Excerpt provided >>
Start of Block

Bone Marrow Transplant
Bone marrow is the soft, sponge-like material found inside bones. It contains immature cells known as hematopoietic or blood-forming stem cells.
In patients with leukemia, aplastic anemia, and some immune deficiency diseases, the stem cells in the bone marrow malfunction, producing an excessive number of defective or immature blood cells or low blood cell counts. The immature or defective blood cells interfere with the production of normal blood cells, accumulate in the bloodstream and may invade other tissues.
Large doses of chemotherapy and/or radiation are required to destroy the abnormal stem cells and abnormal blood cells. These therapies, however, not only kill the abnormal cells but can destroy normal cells and healthy bone marrow found in the bone marrow as well.

End of Block

Information given >>

Start of Block

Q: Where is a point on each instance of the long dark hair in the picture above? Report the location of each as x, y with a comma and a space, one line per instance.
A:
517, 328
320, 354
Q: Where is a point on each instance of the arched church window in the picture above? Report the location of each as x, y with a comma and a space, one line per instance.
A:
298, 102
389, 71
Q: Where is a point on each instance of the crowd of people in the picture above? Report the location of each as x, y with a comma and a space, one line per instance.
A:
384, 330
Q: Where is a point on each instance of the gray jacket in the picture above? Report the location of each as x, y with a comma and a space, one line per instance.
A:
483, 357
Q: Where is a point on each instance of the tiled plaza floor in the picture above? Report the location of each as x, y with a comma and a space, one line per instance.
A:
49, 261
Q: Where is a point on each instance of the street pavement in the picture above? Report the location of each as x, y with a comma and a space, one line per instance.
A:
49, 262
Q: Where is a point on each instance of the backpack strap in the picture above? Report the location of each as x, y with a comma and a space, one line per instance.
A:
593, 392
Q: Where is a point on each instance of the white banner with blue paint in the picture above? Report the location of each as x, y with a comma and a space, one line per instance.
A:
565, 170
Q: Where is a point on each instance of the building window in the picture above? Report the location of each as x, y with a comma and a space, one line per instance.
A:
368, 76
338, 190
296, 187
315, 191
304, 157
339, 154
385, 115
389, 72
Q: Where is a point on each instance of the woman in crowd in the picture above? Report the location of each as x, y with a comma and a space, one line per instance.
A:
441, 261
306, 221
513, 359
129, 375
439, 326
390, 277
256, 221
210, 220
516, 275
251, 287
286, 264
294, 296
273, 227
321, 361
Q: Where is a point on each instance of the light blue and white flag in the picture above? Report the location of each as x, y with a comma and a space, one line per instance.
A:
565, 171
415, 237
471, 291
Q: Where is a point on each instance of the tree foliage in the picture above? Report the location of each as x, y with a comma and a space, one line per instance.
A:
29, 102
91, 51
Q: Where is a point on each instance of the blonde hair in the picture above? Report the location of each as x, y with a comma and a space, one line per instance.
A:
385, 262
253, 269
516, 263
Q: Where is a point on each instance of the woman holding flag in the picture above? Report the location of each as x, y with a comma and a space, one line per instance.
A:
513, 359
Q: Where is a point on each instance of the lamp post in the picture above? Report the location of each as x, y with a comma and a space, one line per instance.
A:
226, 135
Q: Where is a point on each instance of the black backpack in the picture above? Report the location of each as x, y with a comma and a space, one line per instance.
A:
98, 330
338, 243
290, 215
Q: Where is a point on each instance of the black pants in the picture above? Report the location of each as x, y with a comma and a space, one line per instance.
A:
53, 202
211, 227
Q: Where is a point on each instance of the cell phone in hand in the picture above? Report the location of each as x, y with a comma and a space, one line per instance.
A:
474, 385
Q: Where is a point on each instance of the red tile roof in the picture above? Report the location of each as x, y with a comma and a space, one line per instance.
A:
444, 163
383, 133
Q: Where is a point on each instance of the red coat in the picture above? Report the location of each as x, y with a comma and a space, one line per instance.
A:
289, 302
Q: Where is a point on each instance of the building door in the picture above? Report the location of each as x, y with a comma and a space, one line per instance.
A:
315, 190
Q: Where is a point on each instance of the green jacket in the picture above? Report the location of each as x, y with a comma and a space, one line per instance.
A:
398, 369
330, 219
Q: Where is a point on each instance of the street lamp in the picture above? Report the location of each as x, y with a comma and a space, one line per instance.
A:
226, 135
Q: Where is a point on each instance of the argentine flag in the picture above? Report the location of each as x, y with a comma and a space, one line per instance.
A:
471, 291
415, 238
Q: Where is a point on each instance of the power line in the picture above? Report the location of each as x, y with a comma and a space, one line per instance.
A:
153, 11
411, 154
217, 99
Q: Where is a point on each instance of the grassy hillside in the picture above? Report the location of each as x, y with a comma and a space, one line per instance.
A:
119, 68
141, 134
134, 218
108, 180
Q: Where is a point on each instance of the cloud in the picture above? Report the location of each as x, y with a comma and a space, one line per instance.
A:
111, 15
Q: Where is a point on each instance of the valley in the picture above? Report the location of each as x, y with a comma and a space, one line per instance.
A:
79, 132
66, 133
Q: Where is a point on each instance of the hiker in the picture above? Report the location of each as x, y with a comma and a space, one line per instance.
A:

End of Block

Directions >>
(A) Summarize the passage on bone marrow transplants in two sentences.
(B) Write the next part of the passage on bone marrow transplants, picking up after its last sentence.

Answers by task >>
(A) Bone marrow is the soft, sponge-like material inside bones that contains blood-forming stem cells, and in leukemia, aplastic anemia and some immune deficiency diseases these stem cells malfunction, producing an excessive number of defective or immature blood cells or low blood cell counts. Large doses of chemotherapy and/or radiation are required to destroy the abnormal cells, but these therapies can also destroy normal cells and healthy bone marrow.

(B)
A bone marrow transplant enables physicians to treat these diseases with aggressive chemotherapy and/or radiation by allowing replacement of the diseased or damaged bone marrow after the chemotherapy/radiation treatment.
There are three types of transplants:
In autologous transplants, patients receive their own stem cells.
In syngeneic transplants, patients receive stem cells from their identical twin.
In allogeneic transplants, patients receive stem cells from their brother, sister or parent. A person who is not related to the patient (an unrelated donor) may also be used.